- _INSTRUCTIONS TO FOLLOW_: Please render the stretch of material from the line containing "Point to one spot on every instance of the gray" through the end of the material as a two-column CSV headed input and output, with each text and the answer that follows it on one row. Quote every field and turn any line breaks into spaces.

======== ROWS ========

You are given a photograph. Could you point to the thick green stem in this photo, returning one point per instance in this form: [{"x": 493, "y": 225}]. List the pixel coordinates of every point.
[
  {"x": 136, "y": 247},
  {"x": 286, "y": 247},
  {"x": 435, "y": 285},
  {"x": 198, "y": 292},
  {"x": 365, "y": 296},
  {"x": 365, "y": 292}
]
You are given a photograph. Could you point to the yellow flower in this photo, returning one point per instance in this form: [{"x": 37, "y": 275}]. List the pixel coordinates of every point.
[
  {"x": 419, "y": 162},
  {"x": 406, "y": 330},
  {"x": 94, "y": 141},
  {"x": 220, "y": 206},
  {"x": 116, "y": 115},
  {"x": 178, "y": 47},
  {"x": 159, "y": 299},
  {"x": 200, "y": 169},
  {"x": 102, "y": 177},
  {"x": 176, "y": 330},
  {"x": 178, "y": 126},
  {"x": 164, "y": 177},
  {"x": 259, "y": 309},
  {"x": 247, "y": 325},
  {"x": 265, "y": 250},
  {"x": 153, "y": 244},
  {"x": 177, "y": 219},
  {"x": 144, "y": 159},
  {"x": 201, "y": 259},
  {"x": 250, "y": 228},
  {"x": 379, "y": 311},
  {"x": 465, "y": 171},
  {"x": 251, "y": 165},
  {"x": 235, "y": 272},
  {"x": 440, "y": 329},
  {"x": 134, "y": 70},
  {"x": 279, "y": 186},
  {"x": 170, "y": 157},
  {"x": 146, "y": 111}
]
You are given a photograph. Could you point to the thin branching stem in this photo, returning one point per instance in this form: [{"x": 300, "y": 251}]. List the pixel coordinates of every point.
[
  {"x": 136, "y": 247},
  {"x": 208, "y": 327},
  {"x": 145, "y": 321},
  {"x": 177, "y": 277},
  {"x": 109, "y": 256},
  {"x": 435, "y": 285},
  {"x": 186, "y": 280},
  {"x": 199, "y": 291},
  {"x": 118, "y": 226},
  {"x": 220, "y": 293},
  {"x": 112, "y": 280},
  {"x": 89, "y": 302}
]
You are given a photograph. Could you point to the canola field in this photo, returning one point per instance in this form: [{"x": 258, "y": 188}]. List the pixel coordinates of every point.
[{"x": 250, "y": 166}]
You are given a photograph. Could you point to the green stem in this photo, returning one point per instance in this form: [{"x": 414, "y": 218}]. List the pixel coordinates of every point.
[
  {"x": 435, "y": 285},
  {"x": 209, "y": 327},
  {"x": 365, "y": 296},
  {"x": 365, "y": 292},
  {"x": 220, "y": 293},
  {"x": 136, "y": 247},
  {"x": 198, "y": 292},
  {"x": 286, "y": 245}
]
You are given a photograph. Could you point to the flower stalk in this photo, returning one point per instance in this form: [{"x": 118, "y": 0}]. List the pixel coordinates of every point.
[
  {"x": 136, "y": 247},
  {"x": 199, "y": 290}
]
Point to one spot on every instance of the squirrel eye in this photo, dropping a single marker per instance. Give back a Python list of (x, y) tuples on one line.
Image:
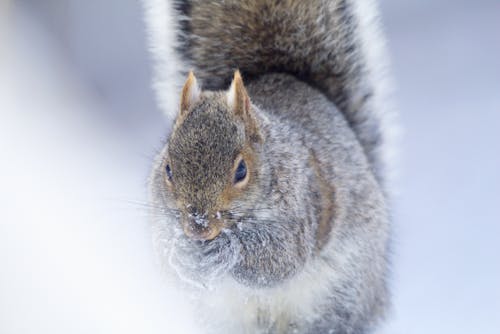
[(241, 172), (169, 172)]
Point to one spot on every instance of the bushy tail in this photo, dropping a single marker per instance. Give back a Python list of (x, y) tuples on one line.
[(333, 45)]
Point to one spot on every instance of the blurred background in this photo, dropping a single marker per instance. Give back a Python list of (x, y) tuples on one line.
[(79, 127)]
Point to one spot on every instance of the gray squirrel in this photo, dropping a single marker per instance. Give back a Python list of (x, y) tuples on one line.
[(270, 196)]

========

- _SOLUTION FOR THIS PROBLEM_:
input,output
"Point to one spot on every instance of the gray squirrel in this photo, dropping a single marker per instance. Give back a Python list of (x, y) tuples on one line.","[(270, 196)]"